----- SELECTED EXCERPT

It seems obvious that in-house collaboration would improve outcomes and increase productivity, yet it remains one of the biggest hurdles web development teams face. We recently caught up with Jace Wade, Product Marketing Manager at Webflow, to hear his insights on how web teams can collaborate better.
Websites have more eyeballs and stakeholders than ever before
Websites are the front door to businesses. Potential customers may never interact with a human, and their sole interactions with a brand may happen digitally through your website. With increased eyeballs on the website, more teams within an organization have opinions and requests for website changes.
“Ten years ago, only a few folks worked on the website,” Jace says. “You’d have a web developer and a few content folks to update the copy and messaging. Nowadays, the website is the engine of your brand and more teams have a stake in the website’s success.”
On average, 67 people contribute to a website, according to our 2024 State of the Website report. And 77% of non-technical individuals say they need support to build custom experiences for their organization’s website.
The design team is responsible for the structure and build, content owns blog posts and messaging, and product marketing relies on landing pages to fuel the success of product releases. If you have a traditional way of building and updating your website, all of those teams submit requests to one or two people who make the updates. This results in a massive bottleneck.
“The ability to give all stakeholders and user types the ability to play their own part and fulfill their own requests on the website in a safe way is huge for speed to market,” Jace says.
The top two challenges for website collaboration: speed and safety
Many teams have projects waiting in a backlog for the website team to deploy. The first challenge that collaboration solves is slow speed to market for web projects: 48% of web projects aren’t completed on-time or on-budget, according to our State of the Website report.
The second challenge is building safely with quality control guardrails, so teams don’t break the website. Over half (55%) of the marketing leaders we surveyed say they think their current website is both fragile and susceptible to breakage.
Jace shares: “A lot of teams tell us that they want more people to help with the site, but they’re scared to invite them in because they think they’re going to break something.”
Step one of building websites collaboratively is setting the right roles and permissions. This will unblock team members to contribute and work efficiently.
“Roles and permissions are foundational and will determine the success of everything that follows,” Jace says. Webflow has robust roles and permissions based on the level of access needed.
Adopting a “build better together” mindset
Building together starts with giving different stakeholders the capabilities and autonomy to create websites that convert visitors into customers.
For example, a marketing leader says they want to get a new idea into market in less than two weeks. If the request has to be logged with the engineering or web team, they likely will come back and say there’s no bandwidth and that they need at least a month to execute.
“Being able to work with agility, get ideas to market, push campaigns and products, and do so consistently and quickly gives you a competitive edge,” Jace says. “At some point, you have to let other ancillary teams in to build alongside you if you want to grow successfully.”
Leaders often are looking for ways to empower their teams, rather than a solution for collaboration. “Most leaders come to us saying they want to set up their team for success with tools that help them execute quickly with the right guardrails. They’re using legacy solutions that promote bottlenecks, when really, they want to unlock collaboration for their team and empower everyone to do their best work.”

----------

Write the next few paragraphs of the article above on web team collaboration, starting right after its final paragraph.

----- DATA SHOWN

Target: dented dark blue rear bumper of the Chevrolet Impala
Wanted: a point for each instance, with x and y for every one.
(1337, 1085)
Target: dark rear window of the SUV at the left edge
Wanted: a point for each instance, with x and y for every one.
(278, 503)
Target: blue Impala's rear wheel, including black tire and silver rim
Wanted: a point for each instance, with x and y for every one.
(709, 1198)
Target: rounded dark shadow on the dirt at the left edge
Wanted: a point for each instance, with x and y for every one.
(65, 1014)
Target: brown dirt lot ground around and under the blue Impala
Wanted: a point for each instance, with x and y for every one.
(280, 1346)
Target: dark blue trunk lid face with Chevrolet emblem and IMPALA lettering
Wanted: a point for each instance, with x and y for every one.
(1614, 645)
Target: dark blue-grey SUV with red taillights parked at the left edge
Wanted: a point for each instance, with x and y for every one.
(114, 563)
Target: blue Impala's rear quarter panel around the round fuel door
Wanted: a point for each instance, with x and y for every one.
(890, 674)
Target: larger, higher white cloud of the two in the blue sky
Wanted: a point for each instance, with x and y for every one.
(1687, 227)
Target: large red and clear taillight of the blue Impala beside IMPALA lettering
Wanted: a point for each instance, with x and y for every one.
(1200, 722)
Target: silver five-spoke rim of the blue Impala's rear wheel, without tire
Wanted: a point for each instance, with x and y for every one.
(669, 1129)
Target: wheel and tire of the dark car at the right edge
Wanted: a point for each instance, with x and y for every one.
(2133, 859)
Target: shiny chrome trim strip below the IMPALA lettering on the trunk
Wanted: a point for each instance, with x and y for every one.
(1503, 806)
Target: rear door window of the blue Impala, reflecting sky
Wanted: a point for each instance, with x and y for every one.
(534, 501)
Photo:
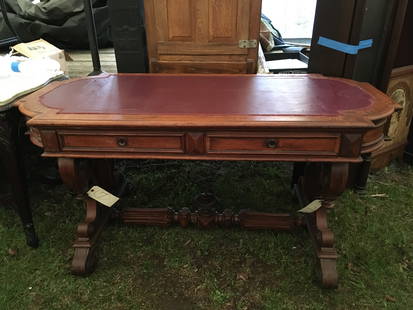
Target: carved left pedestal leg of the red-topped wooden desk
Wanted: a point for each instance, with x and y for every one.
(78, 178)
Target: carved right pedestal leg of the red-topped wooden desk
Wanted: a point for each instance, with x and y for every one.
(326, 182)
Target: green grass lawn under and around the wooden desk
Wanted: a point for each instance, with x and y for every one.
(154, 268)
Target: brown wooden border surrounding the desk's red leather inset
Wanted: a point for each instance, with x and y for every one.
(360, 118)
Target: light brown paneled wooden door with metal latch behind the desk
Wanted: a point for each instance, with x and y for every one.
(202, 36)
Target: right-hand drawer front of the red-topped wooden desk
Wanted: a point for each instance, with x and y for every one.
(267, 143)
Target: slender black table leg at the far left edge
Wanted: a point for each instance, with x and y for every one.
(10, 157)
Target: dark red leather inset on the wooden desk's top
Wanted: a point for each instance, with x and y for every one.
(208, 95)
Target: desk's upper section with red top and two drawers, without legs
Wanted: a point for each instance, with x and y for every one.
(122, 122)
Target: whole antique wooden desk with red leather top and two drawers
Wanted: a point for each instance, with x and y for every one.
(323, 123)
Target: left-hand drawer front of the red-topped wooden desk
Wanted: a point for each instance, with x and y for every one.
(122, 142)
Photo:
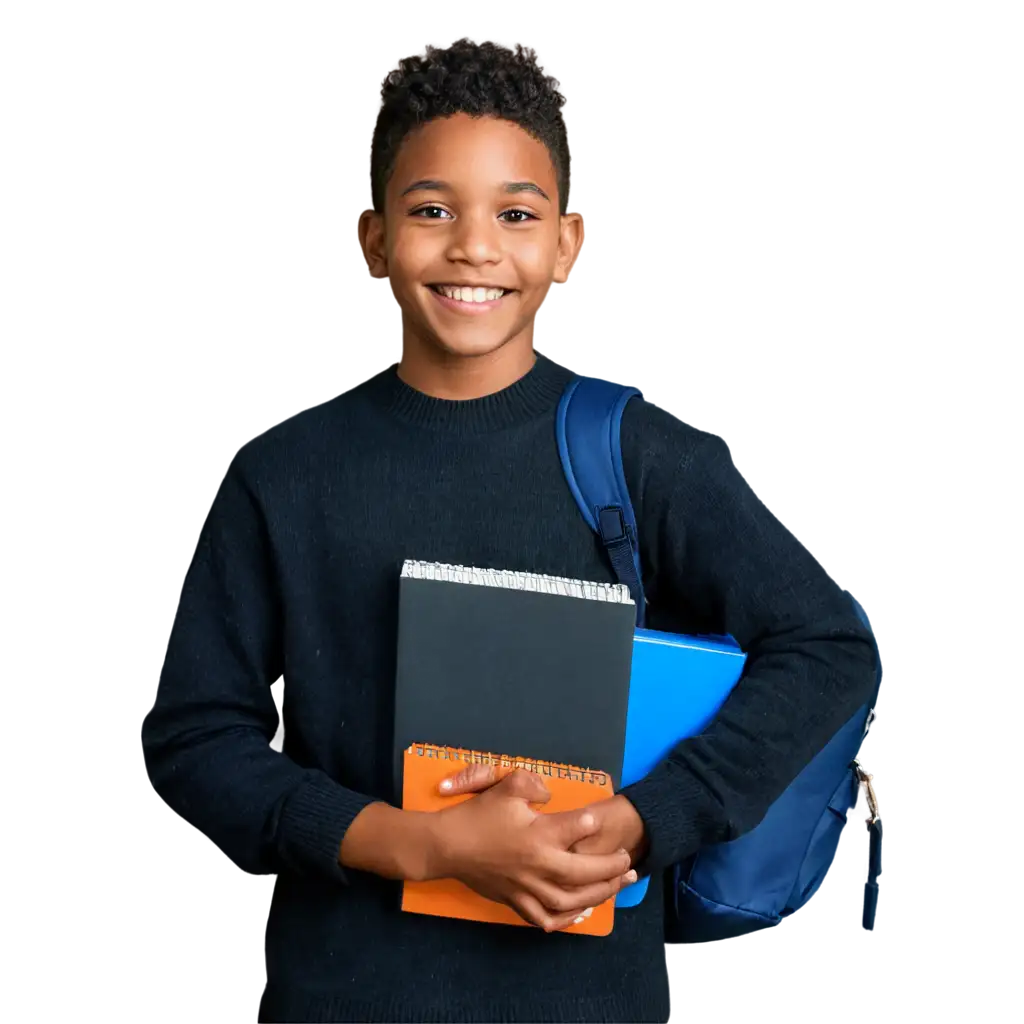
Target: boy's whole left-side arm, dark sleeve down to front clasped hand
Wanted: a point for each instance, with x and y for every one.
(206, 745)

----------

- TASK RESULT -
Siloed tools are the root of communication barriers
Typically when teams find collaboration or communication difficult, the real problem is that they’re using different tools for the same project. Take a common example: the marketing team fills out a brief in Notion and sends it to the web team who requires that it be uploaded in Jira. Then the web team opens Webflow, but key information is missing so they ping the stakeholder in Slack to get the response, which isn’t updated in Notion or Jira.
“What’s most effective is helping everyone speak the same language. That means allowing them to work side by side in the same platform and add comments in real time for other stakeholders to see.”
When people from different teams can see the steps and status updates for a project to be live, they have visibility and can work together, rather than having a cumbersome handoff between teams. With Webflow’s collaboration features, teams can work in parallel and they can see where another teammate is editing the site, reducing barriers to collaboration.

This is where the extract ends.